- TEXTO PARA LEITURA:
::::

México: Áreas verdes pela melhor oferta

Data: 23/02/2010

México: Áreas verdes pela melhor oferta


Enquanto o desmatamento ameaça a saúde ambiental do México, a cessão de áreas públicas para empresas se converteu em uma prática que acentua o dano ecológico, afirmam ativistas. O caso mais recente da temporada de dádivas é a intenção do governo do Estado de Nuevo León de entregar 26 hectares vizinhos à floresta urbana La Pastora à produtora de refrigerantes e cerveja Fomento Econômico Mexicano-Heineken (Femsa), para construção de um estádio de futebol com capacidade para 50 mil espectadores.

O plano do governo desse Estado, que fica 900 quilômetros a nordeste da capital mexicana, gerou rejeição por parte de grupos ecológicos, que se preparam para uma batalha política e legal de longa duração. “Há uma política de entrega de espaços públicos às empresas. O estádio vai contaminar a floresta. Não nos opomos ao projeto, mas podem buscar um local onde o meio ambiente não seja prejudicado”, disse à IPS Denise Alamillo, integrante do Coletivo Cidadão em Defesa de La Pastora, uma rede de organizações não governamentais.

Em setembro, o consórcio Femsa e o então governador José Natividad González, do Partido Revolucionário Institucional (PRI) anunciaram a construção do estádio dentro de um projeto chamado Grande Parque Ecológico La Pastora, no município de Guadalupe, com investimento de US$ 200 milhões. A Femsa receberia o terreno em comodato por 60 anos e, ao fim desse prazo, a obra passaria ao poder do Estado. O sucessor e correligionário de González, Rodrigo Medina, não mudou a postura quando assumiu o cargo em outubro.

Em La Pastora vivem cerca de 70 espécies animais e dezenas de variedades vegetais. A floresta fica próxima ao Rio La Silla, considerado o único vivo dessa zona. O Coletivo critica o tamanho da área necessária para a obra, que será utilizada pela equipe Rayados de Monterrey, atual campeão do futebol mexicano, se comparada com o Estádio Azteca da capital mexicana, erguido em uma área de seis hectares e com capacidade para 105 mil espectadores.

Os ambientalistas parecem ter anotado um gol a favor, com a decisão, no dia 11, da Procuradoria Federal de Proteção Ambiental (Profepa) de fechar a área para trabalhos de inspeção. Mas essa medida não os deixou tranquilos. “O governo estatal deu muita ênfase em seu apoio à construção. Não acreditamos na suspensão da Profepa, porque não passa de uma multa”, disse Allamillo.

O estudo de impacto ambiental, elaborado por uma consultoria a pedido da Femsa-Heineken e entregue às autoridades ambientais do Estado, reconhece 46 impactos adversos e apenas oito benéficos sobre o meio ambiente derivados da construção. “Será alterada a vegetação, a mesma que será removida do local, bem como o solo que será coberto pela construção do projeto”, diz o extenso documento, que também menciona o plantio de 1.068 árvores e 19.250 metros quadrados de jardins.

::::

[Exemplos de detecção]
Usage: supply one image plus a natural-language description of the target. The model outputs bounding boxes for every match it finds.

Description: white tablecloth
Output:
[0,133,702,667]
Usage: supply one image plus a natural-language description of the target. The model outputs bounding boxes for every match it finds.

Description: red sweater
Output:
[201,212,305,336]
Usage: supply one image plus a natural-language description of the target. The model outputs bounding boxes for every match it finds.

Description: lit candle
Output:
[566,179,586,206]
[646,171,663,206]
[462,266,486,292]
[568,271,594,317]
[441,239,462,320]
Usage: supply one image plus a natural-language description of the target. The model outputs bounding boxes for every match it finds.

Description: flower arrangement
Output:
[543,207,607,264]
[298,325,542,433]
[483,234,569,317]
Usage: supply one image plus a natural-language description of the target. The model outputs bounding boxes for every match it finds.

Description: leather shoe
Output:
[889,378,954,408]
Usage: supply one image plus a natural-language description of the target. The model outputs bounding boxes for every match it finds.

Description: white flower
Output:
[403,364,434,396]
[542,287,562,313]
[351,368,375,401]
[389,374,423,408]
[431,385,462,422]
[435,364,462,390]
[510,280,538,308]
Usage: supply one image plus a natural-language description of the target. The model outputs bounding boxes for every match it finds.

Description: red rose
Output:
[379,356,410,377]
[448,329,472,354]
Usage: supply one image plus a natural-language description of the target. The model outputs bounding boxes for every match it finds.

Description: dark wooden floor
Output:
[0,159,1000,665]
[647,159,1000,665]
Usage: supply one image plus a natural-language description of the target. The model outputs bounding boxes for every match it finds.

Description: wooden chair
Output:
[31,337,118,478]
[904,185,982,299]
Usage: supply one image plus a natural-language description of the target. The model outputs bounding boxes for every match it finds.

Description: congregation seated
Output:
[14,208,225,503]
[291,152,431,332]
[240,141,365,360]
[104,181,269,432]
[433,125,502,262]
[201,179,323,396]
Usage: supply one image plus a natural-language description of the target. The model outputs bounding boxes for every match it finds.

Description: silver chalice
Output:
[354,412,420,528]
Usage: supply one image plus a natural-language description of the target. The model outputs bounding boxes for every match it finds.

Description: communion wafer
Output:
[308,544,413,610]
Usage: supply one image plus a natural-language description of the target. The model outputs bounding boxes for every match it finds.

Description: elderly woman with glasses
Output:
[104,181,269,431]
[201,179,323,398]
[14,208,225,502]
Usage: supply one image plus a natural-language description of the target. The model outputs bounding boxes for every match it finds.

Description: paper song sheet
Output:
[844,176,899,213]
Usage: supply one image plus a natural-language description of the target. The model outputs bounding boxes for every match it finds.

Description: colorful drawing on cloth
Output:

::::

- PARTES DO EXERCÍCIO:
a – Escreva o trecho do texto sobre La Pastora começando em "Enquanto o desmatamento" e indo até "50 mil espectadores.", sem mudar nada.
b – Retome o texto sobre La Pastora e continue a partir do ponto em que ele para.

- RESPOSTAS DAS TAREFAS:
a –
Enquanto o desmatamento ameaça a saúde ambiental do México, a cessão de áreas públicas para empresas se converteu em uma prática que acentua o dano ecológico, afirmam ativistas. O caso mais recente da temporada de dádivas é a intenção do governo do Estado de Nuevo León de entregar 26 hectares vizinhos à floresta urbana La Pastora à produtora de refrigerantes e cerveja Fomento Econômico Mexicano-Heineken (Femsa), para construção de um estádio de futebol com capacidade para 50 mil espectadores.

b –
De acordo com as leis gerais do Equilíbrio Ecológico e a Proteção do Meio Ambiente e de Desenvolvimento Florestal Sustentável, as empresas devem apresentar estudos técnicos e de impacto ambiental junto ao Ministério do Meio Ambiente e de Recursos Naturais (Semarnat). “As cidades continuam crescendo e as áreas naturais diminuindo”, disse à IPS o porta-voz do não governamental Conselho Civil Mexicano para a Silvicultura Sustentável, Ivan Zúñiga.

Por sua vez, a empresa estima que o fechamento da área “se soma a uma série de fatos alheios ao nosso controle, que colocam em xeque a continuidade de nossa participação no projeto até que as condições, que não estão em nosso âmbito gerar, o permitam”, diz um comunicado. Em seu recente informe “Objetivos de Desenvolvimento do Milênio: avanços na sustentabilidade ambiental do desenvolvimento na América Latina e no Caribe”, a Comissão Econômica para a América Latina e o Caribe (Cepal) alerta para o avanço do desmatamento na região.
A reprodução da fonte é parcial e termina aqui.